## Text shown

Wallachian-born Romanian politician

George D. Vernescu (1 July 1829 – 3 July 1900) was a Wallachian-born Romanian politician.

== Early life ==
Born in Bucharest, he attended school there until 1855, when he left for the University of Paris. Two years later, he obtained a doctorate in law from that institution.

== Early career ==
Vernescu subsequently returned home and practiced law, amassing a substantial fortune. In 1864, during the reign of Alexandru Ion Cuza, he was named to the state council. From January to June 1865, he served as Minister of Justice and Religious Affairs in the cabinet of Constantin Bosianu, and was also part of the new Senate. Elected to the constituent assembly of 1866, he was among the founders of the National Liberal Party (PNL) in 1875. In 1867, Vernescu was sent to the Assembly of Deputies; he returned to the Senate in 1876.

== Political career ==
From July 1876 to January 1877, Vernescu was Interior Minister under Ion C. Brătianu. Back in the Assembly, he served as its president from June to November 1878. In early 1880, he quit the PNL and formed a moderate group, the Sincere Liberal Party. Forming an alliance with Lascăr Catargiu's Conservatives, he formed an ad hoc organization in March 1884, the Liberal-Conservative Party, that based itself on opposing the Brătianu government. From November 1888 to March 1889, he was again Justice Minister, under Theodor Rosetti. He was then Finance Minister twice: March to November 1889, under Catargiu; and February to November 1891, under Ioan Emanoil Florescu. Subsequently, he returned to the PNL.

## Data for analysis
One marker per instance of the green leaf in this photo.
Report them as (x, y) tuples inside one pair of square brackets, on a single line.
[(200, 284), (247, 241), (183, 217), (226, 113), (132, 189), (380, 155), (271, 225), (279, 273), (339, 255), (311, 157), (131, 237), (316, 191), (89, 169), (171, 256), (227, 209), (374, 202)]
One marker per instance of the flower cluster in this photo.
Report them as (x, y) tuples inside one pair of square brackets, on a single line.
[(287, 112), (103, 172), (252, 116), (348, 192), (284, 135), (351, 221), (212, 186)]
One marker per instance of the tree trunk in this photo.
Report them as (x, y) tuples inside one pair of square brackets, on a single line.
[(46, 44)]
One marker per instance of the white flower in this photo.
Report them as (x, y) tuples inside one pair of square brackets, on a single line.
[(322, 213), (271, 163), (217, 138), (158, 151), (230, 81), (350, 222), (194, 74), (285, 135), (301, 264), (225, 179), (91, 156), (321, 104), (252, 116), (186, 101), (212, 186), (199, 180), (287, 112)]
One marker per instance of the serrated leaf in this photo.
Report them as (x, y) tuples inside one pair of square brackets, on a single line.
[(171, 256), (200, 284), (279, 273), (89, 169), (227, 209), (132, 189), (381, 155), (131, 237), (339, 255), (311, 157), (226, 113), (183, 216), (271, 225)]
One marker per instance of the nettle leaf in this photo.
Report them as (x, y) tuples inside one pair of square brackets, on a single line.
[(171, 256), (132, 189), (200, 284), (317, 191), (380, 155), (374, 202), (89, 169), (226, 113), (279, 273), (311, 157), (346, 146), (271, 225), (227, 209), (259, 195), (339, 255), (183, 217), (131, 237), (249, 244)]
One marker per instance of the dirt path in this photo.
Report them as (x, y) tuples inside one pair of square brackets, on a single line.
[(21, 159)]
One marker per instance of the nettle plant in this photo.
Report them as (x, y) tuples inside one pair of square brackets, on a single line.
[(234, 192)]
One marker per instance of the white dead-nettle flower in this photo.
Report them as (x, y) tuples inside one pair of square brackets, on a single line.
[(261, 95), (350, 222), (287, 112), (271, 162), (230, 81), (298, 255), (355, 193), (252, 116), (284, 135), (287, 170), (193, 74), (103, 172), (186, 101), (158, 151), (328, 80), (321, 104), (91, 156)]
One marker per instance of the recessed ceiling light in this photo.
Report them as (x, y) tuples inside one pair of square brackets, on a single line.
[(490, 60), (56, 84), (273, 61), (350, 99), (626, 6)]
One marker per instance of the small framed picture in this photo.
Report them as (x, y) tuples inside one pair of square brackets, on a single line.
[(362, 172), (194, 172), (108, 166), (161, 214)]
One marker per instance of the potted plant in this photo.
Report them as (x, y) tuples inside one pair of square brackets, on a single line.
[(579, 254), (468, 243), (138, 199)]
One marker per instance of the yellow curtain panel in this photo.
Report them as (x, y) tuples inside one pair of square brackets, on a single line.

## Problems to work on
**1.** Turn the paragraph of the Vernescu text that begins "From July 1876 to January 1877" into a bulleted list that keeps its main facts.
**2.** Put this sentence from the Vernescu text into French: "Born in Bucharest, he attended school there until 1855, when he left for the University of Paris."
The rows are unrelated to the Vernescu text and stand as separate material.

## Answers
**1.**
- July 1876 to January 1877: Interior Minister under Ion C. Brătianu
- June to November 1878: president of the Assembly
- Early 1880: left the PNL and formed the Sincere Liberal Party, a moderate group
- March 1884: allied with Lascăr Catargiu's Conservatives to form the Liberal-Conservative Party, an ad hoc organization opposing the Brătianu government
- November 1888 to March 1889: Justice Minister again, under Theodor Rosetti
- March to November 1889: Finance Minister under Catargiu
- February to November 1891: Finance Minister under Ioan Emanoil Florescu
- Afterward: returned to the PNL

**2.** Né à Bucarest, il y fréquenta l'école jusqu'en 1855, année où il partit pour l'Université de Paris.